Entries excerpted from a collection:

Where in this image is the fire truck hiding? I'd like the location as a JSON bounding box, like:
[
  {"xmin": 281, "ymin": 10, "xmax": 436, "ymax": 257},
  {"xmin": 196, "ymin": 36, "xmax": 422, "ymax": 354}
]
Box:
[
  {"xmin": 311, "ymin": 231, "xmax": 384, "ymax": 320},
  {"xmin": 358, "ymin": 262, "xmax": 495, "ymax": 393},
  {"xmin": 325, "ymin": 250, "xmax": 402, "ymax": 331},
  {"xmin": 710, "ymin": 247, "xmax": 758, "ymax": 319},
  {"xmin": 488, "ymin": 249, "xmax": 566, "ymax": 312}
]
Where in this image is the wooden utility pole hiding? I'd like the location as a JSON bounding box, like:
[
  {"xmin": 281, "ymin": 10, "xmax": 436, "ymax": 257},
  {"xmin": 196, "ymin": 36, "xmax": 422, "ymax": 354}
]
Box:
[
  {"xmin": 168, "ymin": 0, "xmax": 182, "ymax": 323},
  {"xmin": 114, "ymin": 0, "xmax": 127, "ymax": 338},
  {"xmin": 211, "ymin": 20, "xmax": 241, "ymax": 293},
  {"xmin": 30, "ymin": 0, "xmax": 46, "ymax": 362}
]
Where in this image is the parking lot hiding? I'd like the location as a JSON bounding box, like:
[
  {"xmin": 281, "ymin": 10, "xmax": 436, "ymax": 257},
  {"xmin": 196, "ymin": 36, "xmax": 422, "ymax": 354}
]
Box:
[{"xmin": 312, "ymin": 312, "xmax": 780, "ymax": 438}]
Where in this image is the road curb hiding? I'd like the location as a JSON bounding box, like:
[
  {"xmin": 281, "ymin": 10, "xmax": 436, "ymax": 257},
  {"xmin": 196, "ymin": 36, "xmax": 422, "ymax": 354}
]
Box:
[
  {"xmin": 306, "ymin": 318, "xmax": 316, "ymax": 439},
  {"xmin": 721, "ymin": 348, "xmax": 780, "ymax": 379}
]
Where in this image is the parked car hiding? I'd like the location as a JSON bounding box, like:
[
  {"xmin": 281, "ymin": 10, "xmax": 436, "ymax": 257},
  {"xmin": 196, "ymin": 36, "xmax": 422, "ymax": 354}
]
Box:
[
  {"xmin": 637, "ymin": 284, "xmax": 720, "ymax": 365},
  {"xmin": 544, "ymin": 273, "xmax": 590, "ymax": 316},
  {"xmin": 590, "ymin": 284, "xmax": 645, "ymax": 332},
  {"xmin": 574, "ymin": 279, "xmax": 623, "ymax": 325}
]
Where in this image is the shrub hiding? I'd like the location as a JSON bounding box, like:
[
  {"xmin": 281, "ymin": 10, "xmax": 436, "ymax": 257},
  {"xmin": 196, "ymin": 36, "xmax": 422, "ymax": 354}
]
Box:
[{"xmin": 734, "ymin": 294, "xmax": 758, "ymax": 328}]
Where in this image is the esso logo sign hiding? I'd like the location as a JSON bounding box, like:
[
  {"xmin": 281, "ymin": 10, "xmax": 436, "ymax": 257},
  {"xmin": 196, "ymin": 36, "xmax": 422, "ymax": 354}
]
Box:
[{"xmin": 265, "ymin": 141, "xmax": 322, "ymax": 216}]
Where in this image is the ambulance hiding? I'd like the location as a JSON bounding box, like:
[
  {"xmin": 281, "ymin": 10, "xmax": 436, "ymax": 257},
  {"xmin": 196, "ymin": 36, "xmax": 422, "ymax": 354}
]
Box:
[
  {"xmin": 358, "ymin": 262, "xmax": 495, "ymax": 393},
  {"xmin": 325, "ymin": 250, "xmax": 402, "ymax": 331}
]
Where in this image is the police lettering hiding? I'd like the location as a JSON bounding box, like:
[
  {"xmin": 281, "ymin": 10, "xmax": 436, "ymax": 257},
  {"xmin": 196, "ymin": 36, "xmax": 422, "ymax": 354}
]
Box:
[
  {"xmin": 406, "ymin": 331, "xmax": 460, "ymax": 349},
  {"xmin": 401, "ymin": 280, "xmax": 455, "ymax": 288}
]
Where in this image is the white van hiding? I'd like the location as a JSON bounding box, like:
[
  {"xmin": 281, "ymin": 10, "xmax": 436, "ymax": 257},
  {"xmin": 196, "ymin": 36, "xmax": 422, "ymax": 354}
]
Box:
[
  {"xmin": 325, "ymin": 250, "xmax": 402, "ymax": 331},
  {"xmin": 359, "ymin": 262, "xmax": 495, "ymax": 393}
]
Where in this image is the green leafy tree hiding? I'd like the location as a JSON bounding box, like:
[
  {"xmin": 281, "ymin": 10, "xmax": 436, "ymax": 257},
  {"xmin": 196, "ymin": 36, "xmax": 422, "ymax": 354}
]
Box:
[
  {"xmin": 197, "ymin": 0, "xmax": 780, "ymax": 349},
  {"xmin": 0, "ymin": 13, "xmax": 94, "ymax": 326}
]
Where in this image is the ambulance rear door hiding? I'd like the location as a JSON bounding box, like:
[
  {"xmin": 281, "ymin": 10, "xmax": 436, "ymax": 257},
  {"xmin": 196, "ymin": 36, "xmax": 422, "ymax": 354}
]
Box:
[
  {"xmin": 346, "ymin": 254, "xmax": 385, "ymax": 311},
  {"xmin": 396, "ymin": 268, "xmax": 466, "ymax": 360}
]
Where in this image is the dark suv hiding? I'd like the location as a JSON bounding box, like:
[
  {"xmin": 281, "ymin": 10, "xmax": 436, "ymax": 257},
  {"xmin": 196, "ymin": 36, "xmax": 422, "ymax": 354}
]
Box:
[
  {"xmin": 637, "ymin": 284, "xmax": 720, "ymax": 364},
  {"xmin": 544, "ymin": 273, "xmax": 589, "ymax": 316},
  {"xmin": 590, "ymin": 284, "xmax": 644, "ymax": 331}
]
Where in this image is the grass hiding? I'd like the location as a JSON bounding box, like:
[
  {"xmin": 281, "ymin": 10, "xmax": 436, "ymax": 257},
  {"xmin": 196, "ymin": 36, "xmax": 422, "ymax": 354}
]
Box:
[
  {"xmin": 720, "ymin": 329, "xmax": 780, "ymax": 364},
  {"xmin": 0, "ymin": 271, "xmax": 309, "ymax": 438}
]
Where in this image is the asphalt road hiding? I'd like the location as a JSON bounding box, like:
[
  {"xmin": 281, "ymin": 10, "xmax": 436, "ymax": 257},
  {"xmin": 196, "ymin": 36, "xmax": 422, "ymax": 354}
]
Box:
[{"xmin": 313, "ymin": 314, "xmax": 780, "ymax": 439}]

---

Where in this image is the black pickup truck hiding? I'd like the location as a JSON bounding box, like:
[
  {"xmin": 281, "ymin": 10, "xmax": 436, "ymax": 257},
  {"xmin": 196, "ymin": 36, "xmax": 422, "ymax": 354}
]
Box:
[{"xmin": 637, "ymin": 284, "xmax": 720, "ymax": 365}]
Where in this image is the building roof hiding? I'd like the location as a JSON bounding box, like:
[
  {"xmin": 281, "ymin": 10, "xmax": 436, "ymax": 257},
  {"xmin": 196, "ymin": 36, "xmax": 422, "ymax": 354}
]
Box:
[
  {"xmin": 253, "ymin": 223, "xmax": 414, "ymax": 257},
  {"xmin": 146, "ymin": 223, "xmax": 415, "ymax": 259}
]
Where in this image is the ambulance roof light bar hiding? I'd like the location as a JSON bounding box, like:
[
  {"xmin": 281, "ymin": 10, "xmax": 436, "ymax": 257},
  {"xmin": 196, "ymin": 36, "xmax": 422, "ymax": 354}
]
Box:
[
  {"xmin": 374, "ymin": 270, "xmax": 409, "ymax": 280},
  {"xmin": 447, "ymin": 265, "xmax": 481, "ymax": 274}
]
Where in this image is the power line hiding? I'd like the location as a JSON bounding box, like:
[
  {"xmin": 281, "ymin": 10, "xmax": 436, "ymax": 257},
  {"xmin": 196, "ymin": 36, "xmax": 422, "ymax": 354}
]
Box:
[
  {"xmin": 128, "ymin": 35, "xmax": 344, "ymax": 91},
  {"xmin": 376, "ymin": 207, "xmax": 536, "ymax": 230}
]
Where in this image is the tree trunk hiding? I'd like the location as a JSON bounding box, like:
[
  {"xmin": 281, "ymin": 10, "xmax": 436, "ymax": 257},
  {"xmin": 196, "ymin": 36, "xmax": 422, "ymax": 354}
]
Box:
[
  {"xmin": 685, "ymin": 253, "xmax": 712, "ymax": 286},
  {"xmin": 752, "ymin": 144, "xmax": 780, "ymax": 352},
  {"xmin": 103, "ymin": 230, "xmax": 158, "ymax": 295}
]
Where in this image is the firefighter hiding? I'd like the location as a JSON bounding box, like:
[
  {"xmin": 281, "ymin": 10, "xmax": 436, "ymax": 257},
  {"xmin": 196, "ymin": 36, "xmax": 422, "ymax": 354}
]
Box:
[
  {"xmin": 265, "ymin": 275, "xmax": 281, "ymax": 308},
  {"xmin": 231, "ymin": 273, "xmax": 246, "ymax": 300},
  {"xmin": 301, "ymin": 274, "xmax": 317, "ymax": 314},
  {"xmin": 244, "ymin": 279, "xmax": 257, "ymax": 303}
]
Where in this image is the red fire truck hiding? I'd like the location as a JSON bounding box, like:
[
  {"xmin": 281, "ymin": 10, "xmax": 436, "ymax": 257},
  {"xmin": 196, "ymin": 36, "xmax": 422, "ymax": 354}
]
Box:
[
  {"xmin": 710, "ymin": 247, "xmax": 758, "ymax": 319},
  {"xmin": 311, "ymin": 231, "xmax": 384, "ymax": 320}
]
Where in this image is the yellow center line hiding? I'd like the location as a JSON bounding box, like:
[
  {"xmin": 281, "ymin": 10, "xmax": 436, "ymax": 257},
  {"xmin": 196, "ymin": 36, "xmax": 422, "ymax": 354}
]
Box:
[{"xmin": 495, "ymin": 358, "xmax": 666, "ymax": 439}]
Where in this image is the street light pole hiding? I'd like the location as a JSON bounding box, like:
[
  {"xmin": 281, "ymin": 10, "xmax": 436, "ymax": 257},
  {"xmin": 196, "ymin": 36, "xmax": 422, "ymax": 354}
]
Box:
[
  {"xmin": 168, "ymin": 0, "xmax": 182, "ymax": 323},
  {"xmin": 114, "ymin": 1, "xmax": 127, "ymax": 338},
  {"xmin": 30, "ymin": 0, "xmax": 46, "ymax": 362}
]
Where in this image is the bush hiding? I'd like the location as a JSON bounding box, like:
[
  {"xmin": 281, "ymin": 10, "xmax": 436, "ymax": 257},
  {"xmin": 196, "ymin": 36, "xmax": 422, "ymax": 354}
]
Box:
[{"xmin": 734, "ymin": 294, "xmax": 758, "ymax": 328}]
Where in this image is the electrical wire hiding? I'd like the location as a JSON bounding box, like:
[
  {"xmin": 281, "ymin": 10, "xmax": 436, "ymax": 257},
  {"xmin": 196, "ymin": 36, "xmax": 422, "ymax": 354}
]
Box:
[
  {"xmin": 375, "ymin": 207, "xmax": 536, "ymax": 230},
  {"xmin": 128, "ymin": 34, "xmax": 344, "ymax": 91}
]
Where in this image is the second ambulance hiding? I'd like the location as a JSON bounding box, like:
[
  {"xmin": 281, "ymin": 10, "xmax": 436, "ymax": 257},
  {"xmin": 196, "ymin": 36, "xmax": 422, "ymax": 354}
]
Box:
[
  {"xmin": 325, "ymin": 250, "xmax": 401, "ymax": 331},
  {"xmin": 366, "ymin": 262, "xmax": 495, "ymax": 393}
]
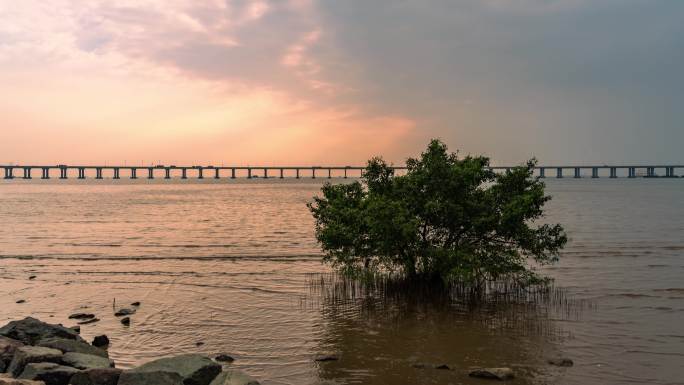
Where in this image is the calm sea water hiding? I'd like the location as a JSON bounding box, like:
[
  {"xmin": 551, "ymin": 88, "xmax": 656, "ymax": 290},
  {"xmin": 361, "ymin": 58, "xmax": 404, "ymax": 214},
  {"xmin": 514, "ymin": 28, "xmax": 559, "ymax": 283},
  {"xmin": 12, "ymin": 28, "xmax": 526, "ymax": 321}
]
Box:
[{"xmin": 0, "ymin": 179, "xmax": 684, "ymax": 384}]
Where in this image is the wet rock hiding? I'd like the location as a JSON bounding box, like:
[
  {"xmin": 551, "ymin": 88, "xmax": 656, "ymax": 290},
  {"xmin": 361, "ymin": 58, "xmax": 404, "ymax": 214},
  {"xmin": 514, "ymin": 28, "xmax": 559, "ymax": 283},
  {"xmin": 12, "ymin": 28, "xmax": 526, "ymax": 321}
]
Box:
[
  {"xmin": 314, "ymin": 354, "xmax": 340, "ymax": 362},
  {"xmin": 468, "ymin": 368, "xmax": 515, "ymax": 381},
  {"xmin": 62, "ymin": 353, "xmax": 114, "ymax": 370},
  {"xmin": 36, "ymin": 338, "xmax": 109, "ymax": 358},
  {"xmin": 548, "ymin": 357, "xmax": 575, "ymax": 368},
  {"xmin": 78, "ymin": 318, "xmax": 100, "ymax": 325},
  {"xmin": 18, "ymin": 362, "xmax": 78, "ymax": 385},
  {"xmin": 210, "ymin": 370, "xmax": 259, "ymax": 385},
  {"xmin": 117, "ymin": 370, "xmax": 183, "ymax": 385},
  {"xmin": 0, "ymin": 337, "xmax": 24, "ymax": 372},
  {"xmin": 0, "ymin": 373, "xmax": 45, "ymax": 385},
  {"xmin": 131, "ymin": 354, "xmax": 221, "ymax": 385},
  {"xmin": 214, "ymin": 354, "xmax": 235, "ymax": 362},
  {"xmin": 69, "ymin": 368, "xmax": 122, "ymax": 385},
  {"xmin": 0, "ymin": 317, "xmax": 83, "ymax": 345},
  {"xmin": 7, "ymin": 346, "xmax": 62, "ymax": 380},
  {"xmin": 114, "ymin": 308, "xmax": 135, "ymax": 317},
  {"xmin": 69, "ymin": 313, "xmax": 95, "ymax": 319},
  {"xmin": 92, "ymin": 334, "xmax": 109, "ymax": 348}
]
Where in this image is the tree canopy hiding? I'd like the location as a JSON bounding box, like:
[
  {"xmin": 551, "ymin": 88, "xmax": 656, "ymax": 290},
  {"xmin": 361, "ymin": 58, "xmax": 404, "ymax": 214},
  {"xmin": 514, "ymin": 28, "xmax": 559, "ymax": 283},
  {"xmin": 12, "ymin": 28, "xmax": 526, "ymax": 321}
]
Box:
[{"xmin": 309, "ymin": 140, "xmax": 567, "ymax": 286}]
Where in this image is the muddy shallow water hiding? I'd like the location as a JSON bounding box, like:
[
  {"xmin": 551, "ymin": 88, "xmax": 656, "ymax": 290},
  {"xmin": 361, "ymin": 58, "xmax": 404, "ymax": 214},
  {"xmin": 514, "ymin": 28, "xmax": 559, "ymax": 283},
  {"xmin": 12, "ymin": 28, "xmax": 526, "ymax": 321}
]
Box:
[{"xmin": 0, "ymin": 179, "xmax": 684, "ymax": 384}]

Work instructions:
Locate every line in the entries that contains the word "ambulance", and copy each of those lines.

Exercise response:
Where in this image is the ambulance hiding? I'd like the location as a JSON bounding box, like:
Where in this image is the ambulance rear door hiding? I'd like the location as a JSON bounding box, like:
Where in this image is the ambulance roof light bar hiding? I'd like the location as a JSON bounding box, like:
Where in this image is the second ambulance hiding? I'd like the location as a JSON bounding box, like:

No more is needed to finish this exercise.